• Dataset extract:
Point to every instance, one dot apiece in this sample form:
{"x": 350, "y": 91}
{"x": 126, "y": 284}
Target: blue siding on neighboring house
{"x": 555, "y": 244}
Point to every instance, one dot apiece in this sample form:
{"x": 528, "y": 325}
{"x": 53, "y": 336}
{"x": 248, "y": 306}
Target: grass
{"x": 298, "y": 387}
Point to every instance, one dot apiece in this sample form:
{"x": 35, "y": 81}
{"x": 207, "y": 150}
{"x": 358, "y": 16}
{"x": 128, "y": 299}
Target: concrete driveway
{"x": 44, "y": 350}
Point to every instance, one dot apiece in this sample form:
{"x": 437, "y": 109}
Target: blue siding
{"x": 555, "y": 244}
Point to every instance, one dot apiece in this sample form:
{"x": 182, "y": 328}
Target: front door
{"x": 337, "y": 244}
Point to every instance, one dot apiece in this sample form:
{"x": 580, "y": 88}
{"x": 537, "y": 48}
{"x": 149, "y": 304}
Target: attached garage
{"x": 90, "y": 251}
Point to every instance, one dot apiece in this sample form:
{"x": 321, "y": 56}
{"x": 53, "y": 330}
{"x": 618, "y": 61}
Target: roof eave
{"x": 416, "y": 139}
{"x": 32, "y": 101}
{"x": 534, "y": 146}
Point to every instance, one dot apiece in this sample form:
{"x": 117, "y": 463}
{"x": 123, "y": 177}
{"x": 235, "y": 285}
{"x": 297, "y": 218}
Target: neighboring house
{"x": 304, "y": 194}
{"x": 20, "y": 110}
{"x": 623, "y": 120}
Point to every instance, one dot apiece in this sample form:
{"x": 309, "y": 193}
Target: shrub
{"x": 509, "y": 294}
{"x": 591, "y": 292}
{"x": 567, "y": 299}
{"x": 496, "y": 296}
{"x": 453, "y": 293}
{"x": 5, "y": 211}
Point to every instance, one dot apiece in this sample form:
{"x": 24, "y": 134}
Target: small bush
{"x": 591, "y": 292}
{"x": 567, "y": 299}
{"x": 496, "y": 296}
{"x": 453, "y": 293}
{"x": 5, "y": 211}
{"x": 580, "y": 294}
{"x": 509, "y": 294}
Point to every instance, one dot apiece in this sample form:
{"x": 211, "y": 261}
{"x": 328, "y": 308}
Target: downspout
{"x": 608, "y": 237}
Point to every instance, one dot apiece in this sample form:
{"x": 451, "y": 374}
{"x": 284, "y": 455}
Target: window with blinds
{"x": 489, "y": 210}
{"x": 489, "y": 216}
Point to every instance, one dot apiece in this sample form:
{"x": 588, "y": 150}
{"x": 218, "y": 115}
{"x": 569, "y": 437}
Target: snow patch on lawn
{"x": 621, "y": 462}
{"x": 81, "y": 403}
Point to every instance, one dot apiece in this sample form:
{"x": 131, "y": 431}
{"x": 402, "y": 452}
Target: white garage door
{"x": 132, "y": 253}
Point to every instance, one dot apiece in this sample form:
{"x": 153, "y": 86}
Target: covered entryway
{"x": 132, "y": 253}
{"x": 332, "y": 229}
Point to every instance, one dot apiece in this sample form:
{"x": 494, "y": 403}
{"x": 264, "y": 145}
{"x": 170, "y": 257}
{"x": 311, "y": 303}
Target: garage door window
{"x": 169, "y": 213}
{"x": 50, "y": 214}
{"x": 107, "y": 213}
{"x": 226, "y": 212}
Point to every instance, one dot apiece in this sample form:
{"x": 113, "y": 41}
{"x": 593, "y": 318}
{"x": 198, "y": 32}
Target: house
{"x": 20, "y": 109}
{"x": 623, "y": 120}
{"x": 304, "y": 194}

• Given problem:
Repeat each record exactly, leaving nothing out.

• Result of this task:
Point to every instance, one dot apiece in this sample form:
{"x": 350, "y": 91}
{"x": 126, "y": 284}
Target: blue siding on neighboring house
{"x": 555, "y": 244}
Point to every instance, one dot apiece in this sample form:
{"x": 528, "y": 325}
{"x": 53, "y": 336}
{"x": 248, "y": 306}
Target: grass
{"x": 298, "y": 387}
Point to every instance, one dot apiece in this sample form:
{"x": 35, "y": 81}
{"x": 207, "y": 150}
{"x": 358, "y": 16}
{"x": 128, "y": 299}
Target: concrete driveway
{"x": 44, "y": 350}
Point to every instance, one dot apiece in this sample form:
{"x": 437, "y": 109}
Target: blue siding
{"x": 555, "y": 244}
Point to every instance, one dot apiece in this sample form:
{"x": 182, "y": 328}
Target: front door
{"x": 337, "y": 244}
Point to every instance, one dot apiece in this sample form:
{"x": 580, "y": 88}
{"x": 537, "y": 48}
{"x": 149, "y": 304}
Target: attached garage
{"x": 90, "y": 251}
Point to every instance, one dot apiece in this sample form:
{"x": 321, "y": 56}
{"x": 53, "y": 330}
{"x": 618, "y": 61}
Target: roof eave
{"x": 416, "y": 139}
{"x": 32, "y": 101}
{"x": 534, "y": 146}
Point to every instance, one dot apiece in this sample form:
{"x": 117, "y": 463}
{"x": 123, "y": 177}
{"x": 235, "y": 285}
{"x": 297, "y": 218}
Target: neighboring house
{"x": 304, "y": 194}
{"x": 20, "y": 110}
{"x": 623, "y": 120}
Point to every instance, one dot apiece in this sample form:
{"x": 309, "y": 193}
Target: shrub
{"x": 509, "y": 294}
{"x": 591, "y": 292}
{"x": 567, "y": 299}
{"x": 496, "y": 296}
{"x": 453, "y": 293}
{"x": 5, "y": 211}
Point to every instance, one dot apiece in this sample form:
{"x": 24, "y": 134}
Target: small bush
{"x": 591, "y": 292}
{"x": 567, "y": 299}
{"x": 496, "y": 296}
{"x": 453, "y": 293}
{"x": 5, "y": 211}
{"x": 580, "y": 294}
{"x": 509, "y": 294}
Point to every instance, one dot apiece in this sample form:
{"x": 211, "y": 261}
{"x": 328, "y": 308}
Target: downspout
{"x": 608, "y": 237}
Point to every instance, one dot apiece in this sample form:
{"x": 451, "y": 374}
{"x": 284, "y": 455}
Target: window with blinds
{"x": 489, "y": 210}
{"x": 489, "y": 216}
Point to every instance, one dot apiece in this sample form:
{"x": 588, "y": 150}
{"x": 218, "y": 115}
{"x": 569, "y": 437}
Target: snow patch on lawn
{"x": 621, "y": 462}
{"x": 81, "y": 403}
Point to every instance, one dot apiece in this sample form:
{"x": 131, "y": 431}
{"x": 402, "y": 452}
Target: white garage door
{"x": 132, "y": 253}
Point to every instance, one dot apiece in this sample form:
{"x": 153, "y": 86}
Target: covered entryway
{"x": 132, "y": 253}
{"x": 332, "y": 229}
Point to every instance, one dot apiece in this sample form:
{"x": 494, "y": 403}
{"x": 264, "y": 145}
{"x": 170, "y": 257}
{"x": 311, "y": 303}
Target: garage door window
{"x": 169, "y": 213}
{"x": 50, "y": 214}
{"x": 107, "y": 213}
{"x": 226, "y": 212}
Point to every instance, one dot apiece in this sample form:
{"x": 113, "y": 41}
{"x": 593, "y": 318}
{"x": 198, "y": 32}
Target: house
{"x": 20, "y": 109}
{"x": 623, "y": 120}
{"x": 304, "y": 194}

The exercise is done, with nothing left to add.